Exact copy, pictures omitted: the line holding "Please spot the ceiling fan in" and every line after it down to the end of the entries.

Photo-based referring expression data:
++++++++++++++++++++

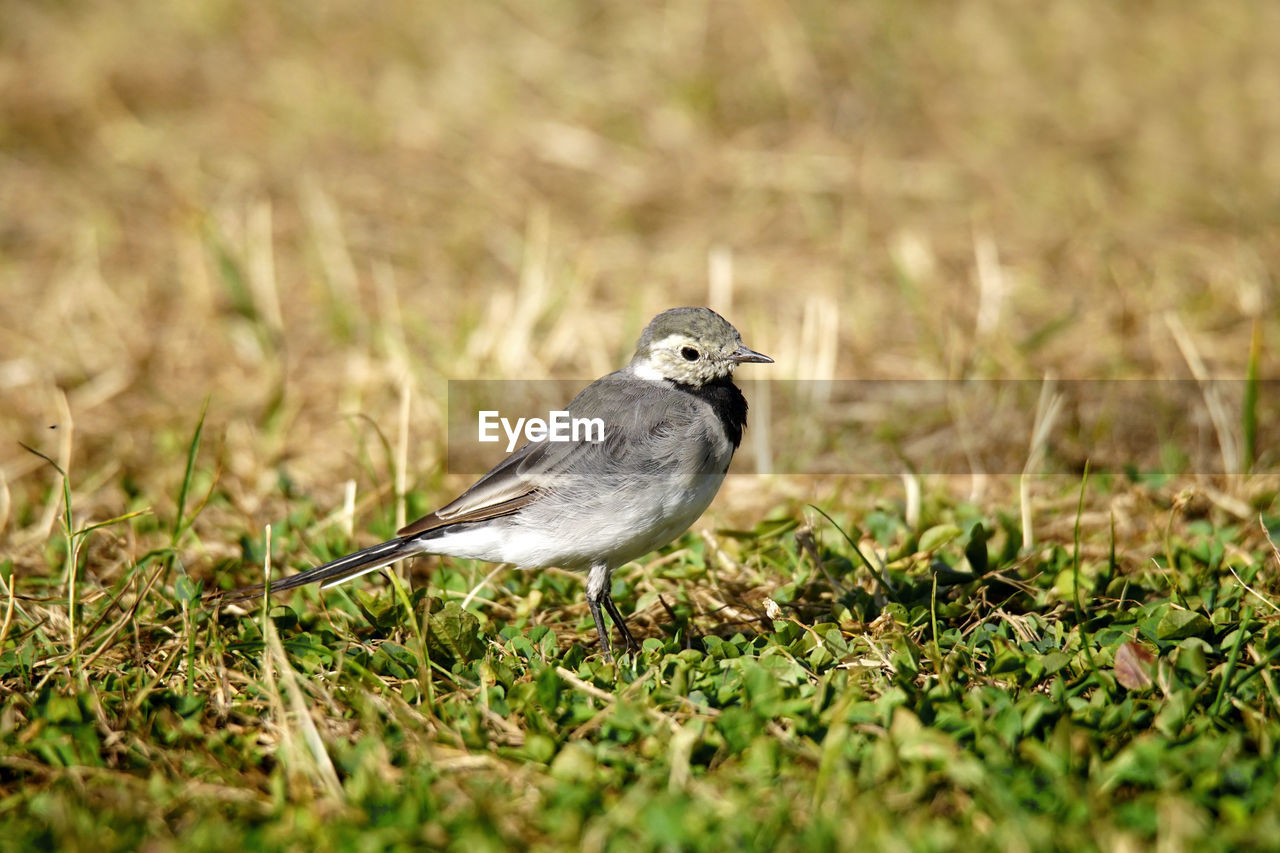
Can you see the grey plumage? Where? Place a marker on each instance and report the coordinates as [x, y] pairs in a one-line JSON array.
[[672, 418]]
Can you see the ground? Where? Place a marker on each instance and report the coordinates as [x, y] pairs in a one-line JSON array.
[[250, 252]]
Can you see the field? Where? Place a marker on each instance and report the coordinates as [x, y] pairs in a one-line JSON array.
[[250, 251]]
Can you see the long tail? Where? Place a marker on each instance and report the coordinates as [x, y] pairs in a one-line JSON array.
[[334, 573]]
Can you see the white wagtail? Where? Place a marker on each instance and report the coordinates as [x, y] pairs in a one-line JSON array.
[[672, 419]]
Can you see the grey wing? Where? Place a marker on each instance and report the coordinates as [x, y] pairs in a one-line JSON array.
[[627, 409]]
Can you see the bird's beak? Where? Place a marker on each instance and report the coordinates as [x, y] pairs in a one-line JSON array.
[[745, 355]]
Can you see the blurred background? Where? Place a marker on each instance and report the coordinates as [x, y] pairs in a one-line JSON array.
[[314, 215]]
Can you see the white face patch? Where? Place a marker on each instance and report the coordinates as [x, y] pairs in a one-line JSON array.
[[666, 360]]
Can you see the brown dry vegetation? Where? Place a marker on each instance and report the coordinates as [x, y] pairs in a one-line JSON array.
[[302, 213]]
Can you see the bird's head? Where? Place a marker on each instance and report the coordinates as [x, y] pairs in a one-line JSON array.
[[691, 346]]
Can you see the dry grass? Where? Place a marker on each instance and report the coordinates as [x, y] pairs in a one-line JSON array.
[[304, 213]]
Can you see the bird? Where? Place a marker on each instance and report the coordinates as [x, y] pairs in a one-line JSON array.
[[672, 419]]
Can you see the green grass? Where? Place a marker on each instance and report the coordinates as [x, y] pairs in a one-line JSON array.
[[245, 247], [1042, 699]]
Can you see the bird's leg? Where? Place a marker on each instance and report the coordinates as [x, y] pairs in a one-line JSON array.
[[598, 594], [612, 610]]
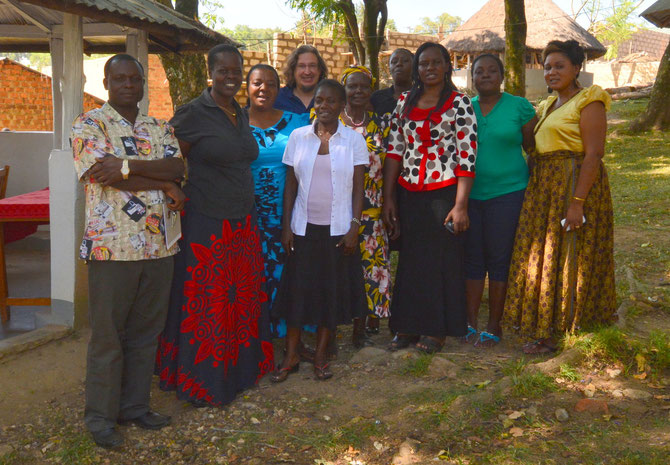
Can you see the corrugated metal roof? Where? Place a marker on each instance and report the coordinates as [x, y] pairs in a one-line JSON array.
[[167, 29]]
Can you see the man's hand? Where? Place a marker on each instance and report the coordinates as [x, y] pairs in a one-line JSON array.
[[107, 170], [174, 193]]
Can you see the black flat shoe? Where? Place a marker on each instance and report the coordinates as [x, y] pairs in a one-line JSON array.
[[361, 340], [196, 403], [107, 439], [280, 375], [150, 420]]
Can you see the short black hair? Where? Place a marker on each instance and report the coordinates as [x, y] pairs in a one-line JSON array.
[[569, 48], [263, 66], [222, 48], [332, 84], [122, 57], [495, 58]]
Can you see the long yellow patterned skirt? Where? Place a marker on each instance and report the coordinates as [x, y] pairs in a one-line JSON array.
[[561, 281]]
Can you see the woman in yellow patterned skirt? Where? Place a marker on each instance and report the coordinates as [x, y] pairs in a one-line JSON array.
[[562, 272], [358, 83]]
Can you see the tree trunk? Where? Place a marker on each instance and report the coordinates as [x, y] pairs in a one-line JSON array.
[[348, 10], [186, 72], [658, 110], [374, 19], [515, 47]]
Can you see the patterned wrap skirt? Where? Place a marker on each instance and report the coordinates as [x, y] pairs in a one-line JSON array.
[[561, 281], [216, 341]]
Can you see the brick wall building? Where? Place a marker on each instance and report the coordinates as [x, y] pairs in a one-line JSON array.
[[335, 53], [25, 100]]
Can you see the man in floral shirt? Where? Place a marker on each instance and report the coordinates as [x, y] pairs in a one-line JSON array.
[[130, 165]]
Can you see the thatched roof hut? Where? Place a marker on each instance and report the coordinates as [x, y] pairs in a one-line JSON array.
[[485, 31]]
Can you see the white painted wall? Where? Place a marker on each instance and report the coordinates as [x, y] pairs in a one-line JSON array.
[[27, 154]]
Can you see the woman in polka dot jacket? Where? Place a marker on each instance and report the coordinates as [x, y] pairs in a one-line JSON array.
[[428, 174]]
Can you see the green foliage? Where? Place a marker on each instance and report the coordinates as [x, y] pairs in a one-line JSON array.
[[568, 372], [532, 385], [252, 38], [617, 27], [444, 23]]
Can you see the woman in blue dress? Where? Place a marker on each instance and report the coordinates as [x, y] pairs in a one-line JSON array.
[[271, 128]]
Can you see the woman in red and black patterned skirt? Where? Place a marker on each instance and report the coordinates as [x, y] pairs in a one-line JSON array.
[[216, 342]]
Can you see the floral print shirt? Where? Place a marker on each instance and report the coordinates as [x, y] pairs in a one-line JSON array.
[[435, 146], [121, 225]]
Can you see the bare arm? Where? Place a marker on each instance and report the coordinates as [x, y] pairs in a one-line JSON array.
[[459, 214], [107, 170], [528, 142], [350, 240], [593, 128], [390, 206], [290, 193]]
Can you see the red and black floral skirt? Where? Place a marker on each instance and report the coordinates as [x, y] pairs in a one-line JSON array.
[[216, 341]]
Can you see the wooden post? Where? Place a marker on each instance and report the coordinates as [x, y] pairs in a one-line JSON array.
[[69, 301], [56, 49]]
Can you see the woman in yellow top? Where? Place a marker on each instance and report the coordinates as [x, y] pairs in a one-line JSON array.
[[562, 272]]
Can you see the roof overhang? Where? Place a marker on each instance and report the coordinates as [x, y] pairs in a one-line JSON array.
[[27, 26]]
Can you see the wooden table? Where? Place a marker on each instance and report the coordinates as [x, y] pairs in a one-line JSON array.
[[20, 215]]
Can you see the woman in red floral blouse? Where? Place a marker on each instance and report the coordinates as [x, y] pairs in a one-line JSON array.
[[428, 174]]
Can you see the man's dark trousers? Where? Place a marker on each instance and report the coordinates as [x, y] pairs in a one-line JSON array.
[[128, 302]]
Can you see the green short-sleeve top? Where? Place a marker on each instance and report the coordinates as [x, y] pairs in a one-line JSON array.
[[500, 167]]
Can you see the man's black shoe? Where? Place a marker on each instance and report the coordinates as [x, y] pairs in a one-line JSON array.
[[149, 420], [109, 438]]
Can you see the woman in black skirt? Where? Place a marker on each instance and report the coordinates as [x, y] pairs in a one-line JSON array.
[[430, 167], [322, 282]]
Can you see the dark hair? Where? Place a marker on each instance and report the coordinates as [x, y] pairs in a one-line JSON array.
[[569, 48], [495, 58], [264, 66], [332, 84], [404, 50], [122, 57], [222, 48], [292, 62], [417, 87]]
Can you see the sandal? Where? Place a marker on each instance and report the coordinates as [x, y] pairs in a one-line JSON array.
[[360, 340], [538, 347], [322, 373], [280, 375], [402, 341], [487, 340], [429, 345], [471, 335]]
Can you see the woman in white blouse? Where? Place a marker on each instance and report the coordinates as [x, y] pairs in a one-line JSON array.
[[322, 282], [429, 167]]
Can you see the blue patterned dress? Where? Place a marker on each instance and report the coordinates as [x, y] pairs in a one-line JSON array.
[[269, 178]]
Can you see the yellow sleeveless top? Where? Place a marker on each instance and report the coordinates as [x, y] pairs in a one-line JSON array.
[[560, 129]]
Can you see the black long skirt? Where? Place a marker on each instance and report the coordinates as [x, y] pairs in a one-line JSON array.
[[429, 291], [320, 285], [216, 340]]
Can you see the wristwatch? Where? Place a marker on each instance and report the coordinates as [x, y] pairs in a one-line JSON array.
[[125, 169]]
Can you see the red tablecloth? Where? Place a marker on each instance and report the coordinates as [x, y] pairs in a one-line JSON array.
[[30, 205]]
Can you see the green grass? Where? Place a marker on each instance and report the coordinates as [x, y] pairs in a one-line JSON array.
[[568, 372], [532, 385]]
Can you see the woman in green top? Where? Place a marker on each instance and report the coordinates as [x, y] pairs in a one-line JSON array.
[[505, 123]]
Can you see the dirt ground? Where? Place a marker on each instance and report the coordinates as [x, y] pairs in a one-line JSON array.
[[380, 408]]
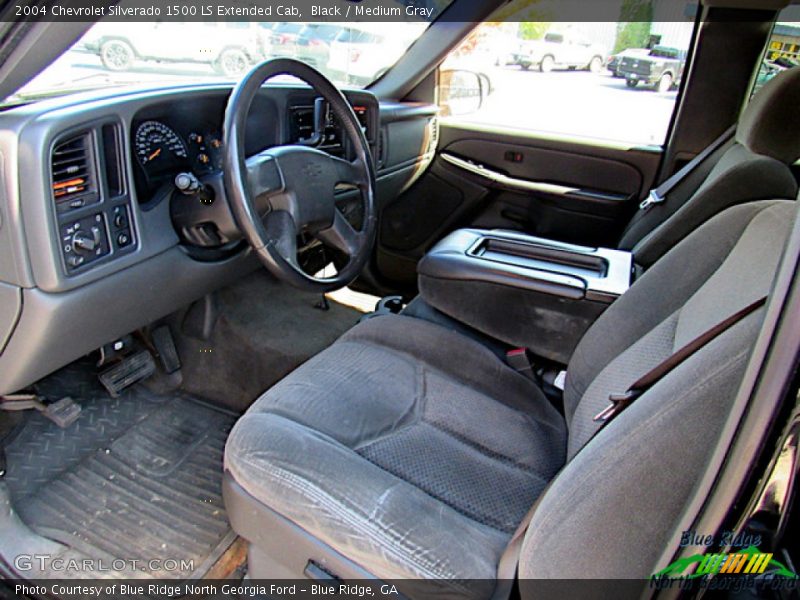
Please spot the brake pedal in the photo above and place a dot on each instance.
(165, 347)
(63, 412)
(129, 371)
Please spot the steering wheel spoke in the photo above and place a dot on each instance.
(282, 235)
(350, 171)
(263, 176)
(341, 235)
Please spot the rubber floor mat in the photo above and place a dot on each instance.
(137, 478)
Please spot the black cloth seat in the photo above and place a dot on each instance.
(413, 451)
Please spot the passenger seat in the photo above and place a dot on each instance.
(754, 165)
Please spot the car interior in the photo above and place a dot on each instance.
(566, 340)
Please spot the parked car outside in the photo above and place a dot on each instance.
(313, 43)
(662, 68)
(230, 48)
(612, 63)
(561, 51)
(360, 52)
(283, 38)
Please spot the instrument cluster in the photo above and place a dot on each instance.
(162, 151)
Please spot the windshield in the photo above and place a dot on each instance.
(125, 53)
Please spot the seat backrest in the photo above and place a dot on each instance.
(755, 165)
(652, 455)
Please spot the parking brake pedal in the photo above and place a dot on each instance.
(130, 370)
(167, 352)
(63, 412)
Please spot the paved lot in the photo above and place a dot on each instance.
(575, 103)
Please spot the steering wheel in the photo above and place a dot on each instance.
(288, 190)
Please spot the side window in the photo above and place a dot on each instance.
(783, 49)
(615, 82)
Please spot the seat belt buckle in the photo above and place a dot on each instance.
(520, 360)
(619, 402)
(653, 198)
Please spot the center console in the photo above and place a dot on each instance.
(526, 291)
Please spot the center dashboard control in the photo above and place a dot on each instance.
(84, 240)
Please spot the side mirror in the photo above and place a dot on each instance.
(462, 92)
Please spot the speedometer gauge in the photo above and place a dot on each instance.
(157, 146)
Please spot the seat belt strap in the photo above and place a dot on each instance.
(659, 195)
(619, 402)
(509, 560)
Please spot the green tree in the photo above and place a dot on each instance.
(533, 30)
(635, 17)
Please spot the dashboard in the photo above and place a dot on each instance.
(169, 138)
(89, 247)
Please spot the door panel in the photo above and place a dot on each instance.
(560, 189)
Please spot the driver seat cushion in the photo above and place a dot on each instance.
(408, 447)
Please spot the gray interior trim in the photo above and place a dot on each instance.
(512, 183)
(54, 329)
(10, 309)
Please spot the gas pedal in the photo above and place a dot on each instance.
(131, 370)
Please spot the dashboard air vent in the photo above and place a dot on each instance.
(74, 183)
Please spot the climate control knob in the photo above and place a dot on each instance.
(84, 243)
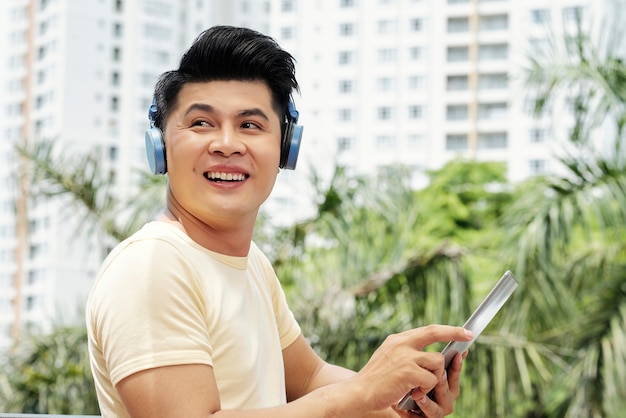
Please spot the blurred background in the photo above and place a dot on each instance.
(445, 141)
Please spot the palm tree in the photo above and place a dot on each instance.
(49, 375)
(566, 234)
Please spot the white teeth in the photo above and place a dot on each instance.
(226, 176)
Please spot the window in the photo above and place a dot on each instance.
(492, 111)
(492, 140)
(416, 24)
(386, 26)
(347, 29)
(287, 6)
(344, 115)
(456, 142)
(385, 141)
(457, 83)
(415, 53)
(415, 82)
(540, 16)
(458, 24)
(573, 13)
(538, 166)
(416, 112)
(457, 53)
(493, 81)
(493, 51)
(457, 112)
(416, 139)
(345, 57)
(384, 113)
(287, 32)
(385, 84)
(537, 135)
(344, 143)
(346, 86)
(495, 22)
(387, 55)
(117, 30)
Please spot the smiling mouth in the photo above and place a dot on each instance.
(225, 177)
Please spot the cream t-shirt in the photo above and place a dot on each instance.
(161, 299)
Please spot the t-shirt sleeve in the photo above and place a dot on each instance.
(288, 327)
(149, 312)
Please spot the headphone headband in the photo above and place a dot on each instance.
(289, 146)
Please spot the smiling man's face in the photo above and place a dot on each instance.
(223, 149)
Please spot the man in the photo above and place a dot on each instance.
(187, 317)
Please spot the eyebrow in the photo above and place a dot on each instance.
(210, 109)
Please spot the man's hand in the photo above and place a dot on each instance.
(400, 364)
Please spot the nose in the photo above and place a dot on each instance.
(227, 142)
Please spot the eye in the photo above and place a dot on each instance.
(200, 122)
(250, 125)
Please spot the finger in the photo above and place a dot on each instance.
(427, 408)
(424, 382)
(430, 334)
(454, 373)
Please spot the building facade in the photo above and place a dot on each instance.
(383, 82)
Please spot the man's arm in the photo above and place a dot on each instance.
(396, 367)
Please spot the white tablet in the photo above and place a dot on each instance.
(477, 322)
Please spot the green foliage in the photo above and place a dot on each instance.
(49, 374)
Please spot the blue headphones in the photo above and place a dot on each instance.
(289, 144)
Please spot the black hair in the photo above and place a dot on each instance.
(224, 53)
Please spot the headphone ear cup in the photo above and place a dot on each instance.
(294, 147)
(155, 151)
(290, 146)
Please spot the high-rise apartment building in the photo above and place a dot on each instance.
(80, 72)
(383, 82)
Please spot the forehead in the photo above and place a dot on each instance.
(226, 95)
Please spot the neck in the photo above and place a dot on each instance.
(224, 235)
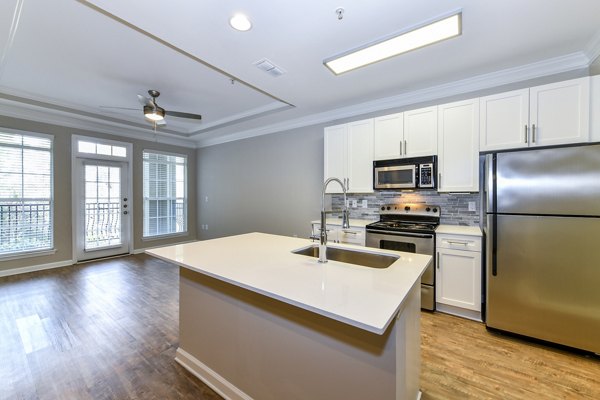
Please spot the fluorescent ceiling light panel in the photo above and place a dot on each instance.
(434, 32)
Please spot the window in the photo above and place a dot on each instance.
(101, 149)
(165, 194)
(26, 206)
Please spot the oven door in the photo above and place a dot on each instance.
(395, 177)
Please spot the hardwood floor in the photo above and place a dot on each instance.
(109, 330)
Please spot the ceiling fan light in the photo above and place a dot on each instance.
(154, 114)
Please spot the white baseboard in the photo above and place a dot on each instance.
(459, 312)
(33, 268)
(143, 249)
(215, 381)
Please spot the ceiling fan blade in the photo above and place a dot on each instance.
(183, 115)
(121, 108)
(144, 100)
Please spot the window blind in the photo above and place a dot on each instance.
(165, 194)
(26, 205)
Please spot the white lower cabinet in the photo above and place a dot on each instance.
(458, 275)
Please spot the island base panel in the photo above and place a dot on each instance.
(248, 346)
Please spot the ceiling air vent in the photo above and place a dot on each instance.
(269, 67)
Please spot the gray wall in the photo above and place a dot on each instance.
(268, 184)
(62, 189)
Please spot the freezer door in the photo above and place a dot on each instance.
(547, 281)
(561, 181)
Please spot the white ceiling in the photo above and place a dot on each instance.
(63, 61)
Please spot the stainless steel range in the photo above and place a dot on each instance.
(409, 228)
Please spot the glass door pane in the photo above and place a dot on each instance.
(103, 207)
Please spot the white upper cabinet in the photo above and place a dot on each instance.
(349, 156)
(409, 134)
(560, 112)
(421, 132)
(504, 120)
(557, 113)
(360, 156)
(595, 109)
(389, 137)
(458, 146)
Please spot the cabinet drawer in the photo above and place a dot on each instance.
(352, 236)
(458, 242)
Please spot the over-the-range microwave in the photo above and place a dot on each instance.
(405, 173)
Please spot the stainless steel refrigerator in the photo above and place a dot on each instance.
(543, 244)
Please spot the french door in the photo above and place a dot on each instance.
(103, 215)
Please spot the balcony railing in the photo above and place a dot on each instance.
(25, 226)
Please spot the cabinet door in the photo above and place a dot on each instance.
(458, 279)
(388, 136)
(420, 132)
(360, 156)
(336, 150)
(504, 120)
(560, 112)
(458, 147)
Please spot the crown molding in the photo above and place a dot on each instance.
(552, 66)
(592, 50)
(61, 118)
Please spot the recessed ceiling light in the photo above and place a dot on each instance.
(240, 22)
(403, 42)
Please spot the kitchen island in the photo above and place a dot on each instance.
(260, 322)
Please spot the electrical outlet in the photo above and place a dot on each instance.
(472, 206)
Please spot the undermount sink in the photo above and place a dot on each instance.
(356, 257)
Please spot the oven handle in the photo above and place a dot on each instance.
(419, 235)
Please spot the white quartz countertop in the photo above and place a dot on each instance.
(367, 298)
(354, 223)
(459, 230)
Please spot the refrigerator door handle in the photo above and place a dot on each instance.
(494, 249)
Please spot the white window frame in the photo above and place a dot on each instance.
(51, 249)
(185, 202)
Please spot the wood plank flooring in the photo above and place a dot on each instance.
(109, 330)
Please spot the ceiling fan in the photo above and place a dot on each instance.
(155, 113)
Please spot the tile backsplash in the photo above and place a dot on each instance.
(454, 206)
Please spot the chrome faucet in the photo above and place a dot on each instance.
(345, 219)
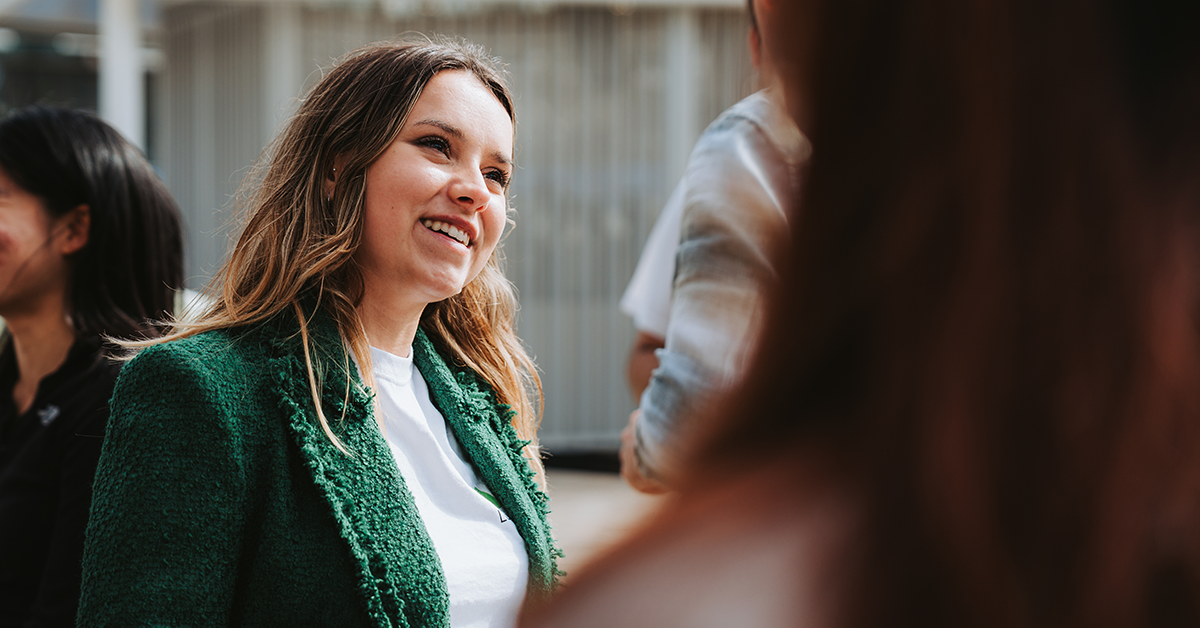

++++++++++++++++++++

Answer section:
Please spot the ceiling fan in the photo above and place a dot on each instance.
(155, 113)
Please spot the tile backsplash in the photo above and place a dot on each instance.
(454, 206)
Please spot the chrome faucet in the photo above and place a dot on each instance.
(345, 219)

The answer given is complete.